## Text provided
You can suck my d*ck
'cause I'm not losing.

[whimsical music playing]

Done deal.

Wait, what did I just agree to?

Don't lose.

[music fades]

- [sighs softly]
- [indistinct chatter]

- [Malakai] Hey.
- Hey.

Thanks for meeting me.

No worries.

I'm sorry I didn't call you after...

After you crashed my work
and spent the whole night giving me vibes.

Yeah. [chuckles]

That was messy. I mean, even for me, but...

This is all just new to me.
I'm not against it or anything.

I'm not against it either.

Do you just wanna maybe
see where this goes?

[somber music playing]

Um...

You should know that, uh,
Amerie and me we're...

We're not "together,"

but we're also not not together.

Uh, um...

Right.

So that's what this is about.

Okay.

## Exercise input
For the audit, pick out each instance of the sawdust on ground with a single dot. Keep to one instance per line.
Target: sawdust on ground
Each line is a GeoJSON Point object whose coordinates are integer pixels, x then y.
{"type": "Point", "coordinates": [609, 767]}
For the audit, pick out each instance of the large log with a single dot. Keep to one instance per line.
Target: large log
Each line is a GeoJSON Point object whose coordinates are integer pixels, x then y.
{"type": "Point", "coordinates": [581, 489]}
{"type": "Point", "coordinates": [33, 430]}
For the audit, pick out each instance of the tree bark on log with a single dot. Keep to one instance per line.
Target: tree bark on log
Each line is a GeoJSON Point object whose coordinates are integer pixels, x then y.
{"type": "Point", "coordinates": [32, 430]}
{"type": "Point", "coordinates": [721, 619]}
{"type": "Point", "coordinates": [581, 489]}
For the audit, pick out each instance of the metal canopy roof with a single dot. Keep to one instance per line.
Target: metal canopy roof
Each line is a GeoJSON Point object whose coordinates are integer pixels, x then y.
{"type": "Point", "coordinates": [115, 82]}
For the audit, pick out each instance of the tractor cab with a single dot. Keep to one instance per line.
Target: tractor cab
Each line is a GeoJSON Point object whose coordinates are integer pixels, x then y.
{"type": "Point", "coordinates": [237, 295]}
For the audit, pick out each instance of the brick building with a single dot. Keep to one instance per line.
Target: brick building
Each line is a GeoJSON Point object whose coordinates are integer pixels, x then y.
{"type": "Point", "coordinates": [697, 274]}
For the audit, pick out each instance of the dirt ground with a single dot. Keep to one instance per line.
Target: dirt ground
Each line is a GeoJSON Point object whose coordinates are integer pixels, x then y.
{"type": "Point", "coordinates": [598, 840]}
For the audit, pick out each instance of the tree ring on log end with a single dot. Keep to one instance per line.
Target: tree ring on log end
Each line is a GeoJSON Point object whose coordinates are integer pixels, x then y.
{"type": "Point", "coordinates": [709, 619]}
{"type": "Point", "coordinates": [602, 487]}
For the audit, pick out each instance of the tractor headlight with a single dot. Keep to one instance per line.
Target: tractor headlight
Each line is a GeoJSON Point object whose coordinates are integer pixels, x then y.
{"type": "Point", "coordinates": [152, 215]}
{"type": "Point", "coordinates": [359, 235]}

## Written tasks
• A. Count the lines in the rows that contain the string "building", treating case as significant, and reply with the number alone.
• B. Continue the subtitle dialogue above from its final line.

## Solved problems
• A. 2

• B.
I don't want to get caught
in the middle of anything.

No, that's fair. Yeah.

I mean, I'm still...
I'm trying to figure everything out, but...

You're not there yet.

That's cool. I get it.

I guess I'll see you later then.

Uh, yep. Mm-hmm.

[softly] f*ck.

Do you feel stuck?

Is your old life getting in the way?

Do you wish that you could be
the best version of yourself?


A version that makes you excited

to take on everything
that life has to offer.


- [cell phone ringing]
- Well, it starts with you,

- and it can start today.
- [ringing stops]

Oh, that's right. I'm talking to you.

I know what you're thinking.

"How would I even begin?"

[volume increases]
Well, if you look the part,

- then you will feel the part.
- [cell phone ringing]

Say goodbye to disappointment,

- say goodbye to shame...
- [thuds]

...and say hello to a brand-new you.

Take charge, restart your life.

You have the power
to reset everything and start anew.


Forget everything you know
and everything you were,


- leave behind the past...
- [grunts]

...and think only of the future.

- [upbeat music playing]
- [quacking]

- [whirring]
- [man on TV] Grind Master.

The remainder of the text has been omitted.